__Extract to read__.
###
Was Hiroshima Necessary? / by kevin murray

On August 6, 1945, an atomic bomb was dropped on Hiroshima, the primary target of the scheduled bombing.  On August 9, 1945, an atomic bomb was dropped on Nagasaki which was the secondary target of the scheduled bombing.  These atomic bombs killed either that day or in the ensuing weeks an estimated total of over 200,000 civilians.  While the bombs did also kill Japanese soldiers and took out some infrastructure, the deliberate and premeditated annihilation of civilians on this scale was unprecedented.


History has told us that if not for these atomic bombs, Japan would not have willingly surrendered and therefore the continuation of the war would have resulted in the death of many thousands more of American soldiers in order to bring about Japanese capitulation.  Logically, and without even a cursory review of historical documents, this doesn't make sense.  Italy had surrendered on September 3, 1943, and Germany surrendered on May 7, 1945.  Japan was challenged with a two-front war against the Russians by land and the Americans by sea, so the ending for Japan was already written in the cards.  General Eisenhower stated in 1963: "The Japanese were ready to surrender and it wasn't necessary to hit them with that awful thing."


Additionally, there are two more important arguments in regards to the atomic bombings.  First, there was only a three-day gap between the first atomic bomb and the second atomic bomb.  That gap should have been considerably longer, which would have allowed more time for diplomatic channels to ascertain the willingness of the Japanese to surrender with terms that were acceptable to the United States.  Because of the incredible and horrible destructive power of the atomic bomb, considerations to humanity alone should have necessitated a meaningful cooling off period before the second atomic bomb was dropped.  One atomic bomb, in of itself, accomplished more than enough, there should therefore have been no rush to drop a second.
###
__Data excerpts__.
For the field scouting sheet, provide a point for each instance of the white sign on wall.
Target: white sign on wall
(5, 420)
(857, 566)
###
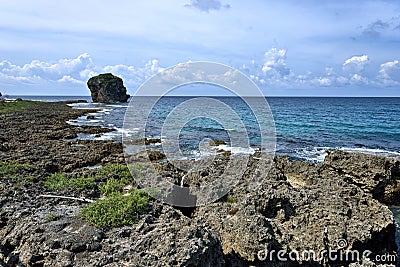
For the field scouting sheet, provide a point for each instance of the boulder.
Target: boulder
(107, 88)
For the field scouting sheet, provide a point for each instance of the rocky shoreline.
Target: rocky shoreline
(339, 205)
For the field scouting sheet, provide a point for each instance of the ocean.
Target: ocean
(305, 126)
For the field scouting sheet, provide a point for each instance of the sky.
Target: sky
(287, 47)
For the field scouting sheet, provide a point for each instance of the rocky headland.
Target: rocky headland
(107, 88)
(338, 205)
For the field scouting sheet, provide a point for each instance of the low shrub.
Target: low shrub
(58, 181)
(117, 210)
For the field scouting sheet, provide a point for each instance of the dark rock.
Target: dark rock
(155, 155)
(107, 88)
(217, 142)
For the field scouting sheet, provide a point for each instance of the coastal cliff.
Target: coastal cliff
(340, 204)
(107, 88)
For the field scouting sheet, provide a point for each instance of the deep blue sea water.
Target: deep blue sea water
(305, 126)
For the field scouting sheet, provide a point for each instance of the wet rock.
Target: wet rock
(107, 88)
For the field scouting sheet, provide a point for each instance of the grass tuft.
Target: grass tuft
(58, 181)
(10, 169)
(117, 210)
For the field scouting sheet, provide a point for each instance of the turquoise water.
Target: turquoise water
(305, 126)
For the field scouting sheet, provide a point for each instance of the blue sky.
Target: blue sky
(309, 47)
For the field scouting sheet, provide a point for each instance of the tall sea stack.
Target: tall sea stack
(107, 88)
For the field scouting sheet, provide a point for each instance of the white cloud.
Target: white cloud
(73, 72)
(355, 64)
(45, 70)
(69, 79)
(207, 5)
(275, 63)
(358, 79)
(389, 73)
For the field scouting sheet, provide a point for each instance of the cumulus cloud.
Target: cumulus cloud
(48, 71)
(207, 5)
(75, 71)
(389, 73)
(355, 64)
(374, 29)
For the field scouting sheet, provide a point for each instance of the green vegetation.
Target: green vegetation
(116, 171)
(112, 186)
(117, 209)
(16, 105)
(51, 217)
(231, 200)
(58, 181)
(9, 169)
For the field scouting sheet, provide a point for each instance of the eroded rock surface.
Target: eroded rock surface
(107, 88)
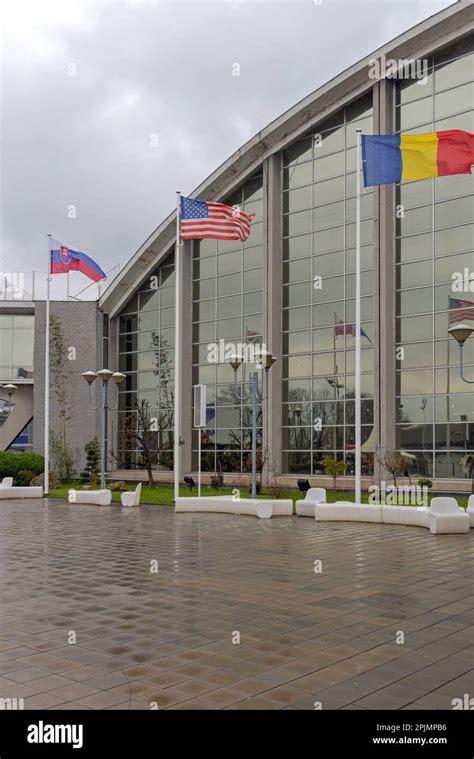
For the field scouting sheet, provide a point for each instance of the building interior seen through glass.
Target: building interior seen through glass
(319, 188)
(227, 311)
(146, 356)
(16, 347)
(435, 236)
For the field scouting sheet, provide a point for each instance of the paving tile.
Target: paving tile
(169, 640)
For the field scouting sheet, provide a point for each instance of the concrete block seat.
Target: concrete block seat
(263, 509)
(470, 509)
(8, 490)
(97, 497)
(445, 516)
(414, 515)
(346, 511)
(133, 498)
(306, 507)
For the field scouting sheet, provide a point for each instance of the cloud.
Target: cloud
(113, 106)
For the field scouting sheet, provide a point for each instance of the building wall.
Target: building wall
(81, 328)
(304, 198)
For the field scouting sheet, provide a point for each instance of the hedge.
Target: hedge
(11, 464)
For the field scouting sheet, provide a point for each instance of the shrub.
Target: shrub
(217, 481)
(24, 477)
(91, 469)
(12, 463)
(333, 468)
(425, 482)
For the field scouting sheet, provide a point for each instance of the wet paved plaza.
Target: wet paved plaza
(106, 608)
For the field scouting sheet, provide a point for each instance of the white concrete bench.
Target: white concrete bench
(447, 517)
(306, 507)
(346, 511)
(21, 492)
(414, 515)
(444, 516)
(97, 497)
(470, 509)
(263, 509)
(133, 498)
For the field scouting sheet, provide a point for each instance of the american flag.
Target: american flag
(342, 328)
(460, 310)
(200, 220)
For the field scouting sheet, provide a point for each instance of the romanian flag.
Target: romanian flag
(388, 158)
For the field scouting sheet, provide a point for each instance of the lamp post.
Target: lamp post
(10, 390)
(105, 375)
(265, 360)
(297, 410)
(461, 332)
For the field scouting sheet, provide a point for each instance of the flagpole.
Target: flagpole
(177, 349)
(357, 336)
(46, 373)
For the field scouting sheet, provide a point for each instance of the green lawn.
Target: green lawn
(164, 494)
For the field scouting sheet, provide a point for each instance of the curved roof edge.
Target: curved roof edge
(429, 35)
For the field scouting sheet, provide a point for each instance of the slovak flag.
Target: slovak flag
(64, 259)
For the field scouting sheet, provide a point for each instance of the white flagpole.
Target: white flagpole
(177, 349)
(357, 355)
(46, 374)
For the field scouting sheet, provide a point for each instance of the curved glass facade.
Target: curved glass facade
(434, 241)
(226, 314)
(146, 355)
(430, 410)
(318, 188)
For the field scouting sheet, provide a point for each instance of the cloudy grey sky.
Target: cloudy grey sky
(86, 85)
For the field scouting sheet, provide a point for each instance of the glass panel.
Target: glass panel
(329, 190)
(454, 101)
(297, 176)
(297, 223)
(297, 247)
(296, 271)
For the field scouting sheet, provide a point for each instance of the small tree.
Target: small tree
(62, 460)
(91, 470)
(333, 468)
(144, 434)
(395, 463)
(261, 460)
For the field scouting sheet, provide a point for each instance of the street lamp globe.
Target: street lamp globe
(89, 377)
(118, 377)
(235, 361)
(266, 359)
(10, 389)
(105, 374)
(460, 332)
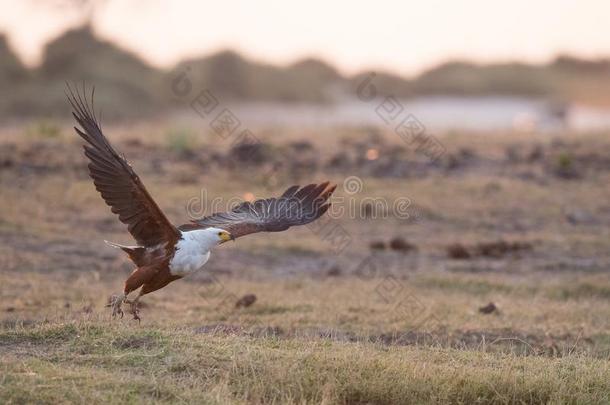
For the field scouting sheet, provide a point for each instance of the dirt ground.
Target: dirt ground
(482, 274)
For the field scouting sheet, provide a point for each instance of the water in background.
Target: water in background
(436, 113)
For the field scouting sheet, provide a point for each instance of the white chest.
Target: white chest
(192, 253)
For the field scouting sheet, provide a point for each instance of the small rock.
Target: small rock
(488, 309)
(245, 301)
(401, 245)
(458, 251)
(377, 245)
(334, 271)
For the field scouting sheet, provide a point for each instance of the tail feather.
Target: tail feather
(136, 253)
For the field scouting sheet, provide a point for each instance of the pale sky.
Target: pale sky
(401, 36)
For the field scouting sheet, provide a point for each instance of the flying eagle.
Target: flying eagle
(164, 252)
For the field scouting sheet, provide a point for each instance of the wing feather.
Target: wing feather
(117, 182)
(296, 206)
###
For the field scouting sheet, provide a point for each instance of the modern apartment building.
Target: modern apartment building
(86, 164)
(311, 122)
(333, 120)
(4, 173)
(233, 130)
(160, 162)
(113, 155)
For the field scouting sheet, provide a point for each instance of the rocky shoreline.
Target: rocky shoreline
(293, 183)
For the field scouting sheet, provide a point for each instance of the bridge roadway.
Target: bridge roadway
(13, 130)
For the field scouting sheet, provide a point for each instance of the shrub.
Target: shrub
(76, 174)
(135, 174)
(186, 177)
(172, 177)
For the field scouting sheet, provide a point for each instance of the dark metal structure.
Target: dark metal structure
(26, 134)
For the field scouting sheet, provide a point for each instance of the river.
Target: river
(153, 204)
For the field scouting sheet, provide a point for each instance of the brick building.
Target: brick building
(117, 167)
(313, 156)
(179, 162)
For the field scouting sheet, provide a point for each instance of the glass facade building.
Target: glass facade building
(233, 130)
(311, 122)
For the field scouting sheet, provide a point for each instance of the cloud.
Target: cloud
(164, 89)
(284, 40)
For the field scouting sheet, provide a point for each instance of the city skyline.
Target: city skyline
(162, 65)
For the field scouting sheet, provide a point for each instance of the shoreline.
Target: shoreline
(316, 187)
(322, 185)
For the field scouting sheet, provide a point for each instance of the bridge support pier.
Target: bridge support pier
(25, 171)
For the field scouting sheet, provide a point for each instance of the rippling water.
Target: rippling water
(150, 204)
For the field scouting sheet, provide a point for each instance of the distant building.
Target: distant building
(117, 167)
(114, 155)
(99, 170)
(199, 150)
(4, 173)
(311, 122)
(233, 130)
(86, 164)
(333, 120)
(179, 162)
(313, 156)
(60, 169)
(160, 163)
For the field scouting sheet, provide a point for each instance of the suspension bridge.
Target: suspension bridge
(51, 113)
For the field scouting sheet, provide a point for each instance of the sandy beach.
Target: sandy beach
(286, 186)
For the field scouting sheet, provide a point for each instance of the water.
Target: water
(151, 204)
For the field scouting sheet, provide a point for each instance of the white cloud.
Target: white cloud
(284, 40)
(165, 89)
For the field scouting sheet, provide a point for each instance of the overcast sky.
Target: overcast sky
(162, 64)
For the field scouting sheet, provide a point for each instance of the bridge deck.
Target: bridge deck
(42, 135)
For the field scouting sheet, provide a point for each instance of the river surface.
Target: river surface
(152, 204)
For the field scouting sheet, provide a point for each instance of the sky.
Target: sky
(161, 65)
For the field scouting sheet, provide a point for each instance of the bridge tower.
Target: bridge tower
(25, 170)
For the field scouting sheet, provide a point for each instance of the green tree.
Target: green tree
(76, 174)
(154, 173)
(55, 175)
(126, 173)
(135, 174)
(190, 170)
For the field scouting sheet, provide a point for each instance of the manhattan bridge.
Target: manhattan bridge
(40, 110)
###
__Brief__. Reproduce the passage of the text on whether Hiroshima was necessary between "Was Hiroshima Necessary?" and "scale was unprecedented.", inclusive, substituting "noncombatants" for "civilians".

__Your response__.
Was Hiroshima Necessary? / by kevin murray

On August 6, 1945, an atomic bomb was dropped on Hiroshima, the primary target of the scheduled bombing.  On August 9, 1945, an atomic bomb was dropped on Nagasaki which was the secondary target of the scheduled bombing.  These atomic bombs killed either that day or in the ensuing weeks an estimated total of over 200,000 noncombatants.  While the bombs did also kill Japanese soldiers and took out some infrastructure, the deliberate and premeditated annihilation of noncombatants on this scale was unprecedented.